| Verilen Görev 1 |
Bruno Munari hakkındaki metne göre aşağıdaki soruları cevaplayın.
(a) Munari hangi yıllar arasında yaşamıştır?
(b) Munari kariyeri boyunca nasıl bir yaklaşım benimsemiştir?
(c) Metne göre Munari'yi çağının olduğu kadar bugünün de öncü isimlerinden biri kılan nedir?
| Verilen Görev 2 |
Bruno Munari hakkındaki metni son cümlesinden itibaren sürdürün.

++++ Okuma Parçası

İtalyan sanatçı, tasarımcı, yazar ve eğitmen Bruno Munari (1907-1998), gerek çok yönlü kişiliği gerekse farklı disiplinlerde gerçekleştirdiği çalışmalarla ön plana çıkan özel bir figür/isim. Birçok farklı disiplinde üretim gerçekleştiren, buna karşılık özellikle “grafik tasarım”, “endüstriyel tasarım”, “resim”, “heykel”, “kitap tasarımı” ve “çocuk edebiyatı” gibi başlıklara gösterdiği ilgiyle dikkat çeken Munari, kendisine has bir dil ve sanat yaklaşımı geliştiren sıra dışı bir kişilik olarak değerlendirilebilir.
Özellikle Batı kanonu sanat eleştirisinde modernist tasarım hareketinin önde gelen isimlerinden biri olarak kabul edilen Bruno Munari, kariyeri boyunca minimalist bir yaklaşım benimsemiş, “işlevsel tasarım” ile “estetik” arasında yeni ve sıra dışı bir denge geliştirmeye özen göstermiştir. Çoğu zaman estetik, işlevsellik ve kullanılabilirlik arasında bir sentez geliştirme düşüncesiyle hareket eden yazar, gerek yenilikçi yaklaşımı gerekse tasarıma atfettiği değer ile ön plana çıkmıştır. Munari’nin bu çok yönlü ve birçok farklı kavramı/meseleyi kendi içerisinde birleştiren tavrı, onu çağının olduğu kadar bugünün de öncü isimlerinden biri kılmıştır.

++++++++
++++ Kayıt Alıntıları

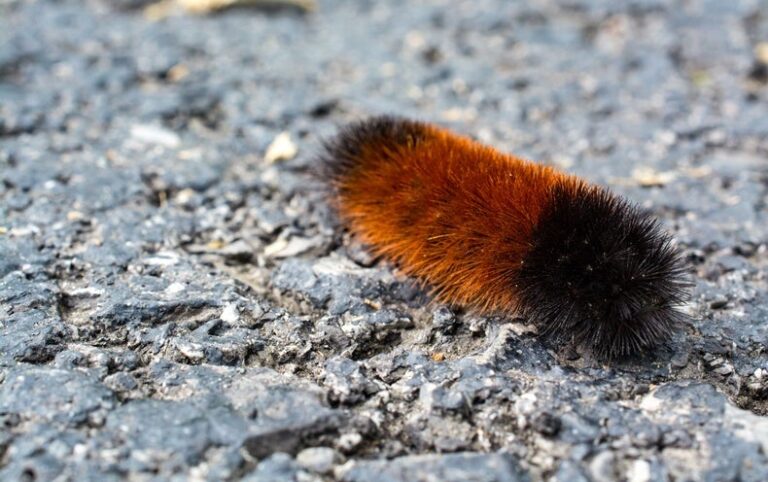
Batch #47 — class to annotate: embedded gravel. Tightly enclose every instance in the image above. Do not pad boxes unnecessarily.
[0,0,768,482]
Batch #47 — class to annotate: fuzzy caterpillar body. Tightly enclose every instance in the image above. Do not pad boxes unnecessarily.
[321,117,687,358]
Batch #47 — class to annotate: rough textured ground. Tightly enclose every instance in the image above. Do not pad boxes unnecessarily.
[0,0,768,482]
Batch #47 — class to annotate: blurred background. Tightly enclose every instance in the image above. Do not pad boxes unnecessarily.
[0,0,768,481]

++++++++

| Görevin Cevabı 1 |
(a) 1907-1998 yılları arasında yaşamıştır.
(b) Minimalist bir yaklaşım benimsemiştir.
(c) Çok yönlü ve birçok farklı kavramı/meseleyi kendi içerisinde birleştiren tavrıdır.

| Görevin Cevabı 2 |
Hem İtalya’da hem de uluslararası alanda geniş bir etki yaratmış olan çok yönlü bir sanatçı ve tasarımcı olarak tanımlayabileceğimiz Munari’nin Kare Daire Üçgen başlıklı kitabı geçtiğimiz günlerde Ketebe tarafından yayımlandı. Bengisu Bayrak tarafından Türkçeye çevrilen eser, Munari’nin tasarımıyla ön plana çıkan eserlerinin Türkiye’de daha yakından tanınması bakımından da özel bir anlam ifade ediyor. Seçil Alten tarafından yayına hazırlanan kitabın dizi editörlüğünü Hümeyra Çalışkan, tasarım uygulamasını ise Nilgün Sönmez üstleniyor. Munari’nin modernist tavrının birçok yönüyle vücut bulduğu kitap, öte taraftan ele aldığı meseleler ve tasarımıyla da özel bir yerde duruyor.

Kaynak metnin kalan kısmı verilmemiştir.